───── Source text ─────

Another year has passed and 2018 has been a really great year for the cloud. We can now really say that cloud is becoming a commodity and common sense. After years of arguing why the cloud is useful, this discussion is now gone. Nobody doubts the benefits of the cloud anymore. The next year, most developments that already started in 2018 will continue and intensify. My predictions for 2019 won’t be revolutionary but the trends we will see in the short period of this year. Therefore, my 5 predictions for 2019 are:

1. Strong growth in the cloud will continue, but it won’t be hyper growth anymore

In the past years, companies such as Amazon or Microsoft saw significant growth rates in their cloud business. These numbers will still go up by a large, double digit, growth rate for all major cloud providers (not just the two of them). However, overall growth will be slower than previous years as the market gets more mature. To win market shares, it will now not only be relevant to offer cloud products (literally), now it is relevant to have a significant market presence and sales force available in all markets to win from the competition. Also, more companies are now looking for a dual-vendor cloud strategy in order to overcome potential vendor lock-ins. To make this easier for customers, cloud companies will offer more open source products in the cloud. This will give them additional options to argue against a vendor lock-in.

2. PaaS Solutions will now see significant uptake, driven by containerisation

Containerised services are already here for some years and services such as AWS Lambda or Azure Functions are really great solutions for building web based services. However, many (traditional) companies still struggle with this approach and on how to use them. With Software Engineers and Architects experimenting with these kind of services, they will bring them back to enterprise environments. Therefore, significant growth in these services will happen over the next month. This will partially eat up share on pure IaaS services, but it is the path that the cloud will become more mature in it’s service stack as well.

───── Provided data ─────

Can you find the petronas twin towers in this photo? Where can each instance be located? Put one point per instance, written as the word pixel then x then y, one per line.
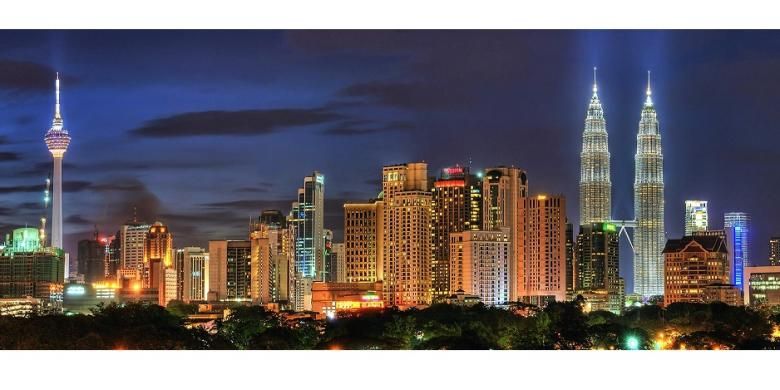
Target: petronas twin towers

─────

◆ **Task requirements**
[a] List every company or named cloud service that appears in the post on cloud predictions for 2019.
[b] Write the next part of the post on cloud predictions for 2019, picking up right after its final sentence.

◆ **Outputs for the tasks**
[a] Amazon, Microsoft, AWS Lambda, Azure Functions

[b]
3. The number of existing domain specific SaaS solutions will grow significantly

Just like software products in the past emerged on the windows platform or Apps emerged on the iPhone or on Android, new SaaS solutions emerged over the last years in the cloud. This trend will now speed up, with more domain specific platforms (e.g. for finance, marketing or alike) getting more popular and widely accepted. Business functions in traditional companies won’t question the cloud the same way as IT departments do and thus seeing fast growth. IT departments have to accepted this development and shouldn’t block it. 

4. Cloud will become local

All major cloud providers are continuing to invest significantly in data centers around the world. This trend won’t stop in 2019. The first data centers were built in the US, later on we saw data centers in APAC and Europe. Until some years ago, all major cloud providers had 2 data centers in Europe, which were simply called “North Europe”, “West Europe” or alike. In the last 1 or 2 years, this was changed by having data centers dedicated to specific markets (but still being useable by others). These markets now include Germany, UK, France, Sweden, Italy and Switzerland. However, much more data centers will emerge, also covering smaller markets as the maturity grows. First data centers opened in Africa, which is a very interesting market with huge but still underestimated potential. As of Europe, I see the CEE and SEE markets not covered well and would expect a dedicated CEE or SEE data center to open in the next 1-2 years.

5. Google will catch up fast in the cloud, mainly driven by it’s strength in the AI space

When it comes to the cloud, the #3 in the market is definitely Google. They entered the market somewhat later than AWS or Microsoft did. However, they offer a very interesting portfolio and competitive pricing. A key strength Google has is their AI and Analytics services, as the company itself is very data driven. Google really knows how to handle and analyse data much more than the two others do, so it is very likely that Google will use this advantage to gain shares from their competitors. I am exited about next Google I/O and what will be shown there in terms of Analytics and AI. 
These are just my ideas about the Cloud and what we will see in the next year. What is your opinion? Where do you agree or disagree? Looking forward to your comments!

Now you probably think: is Mario crazy? In fact, during this post, I will explain why cloud is not the future.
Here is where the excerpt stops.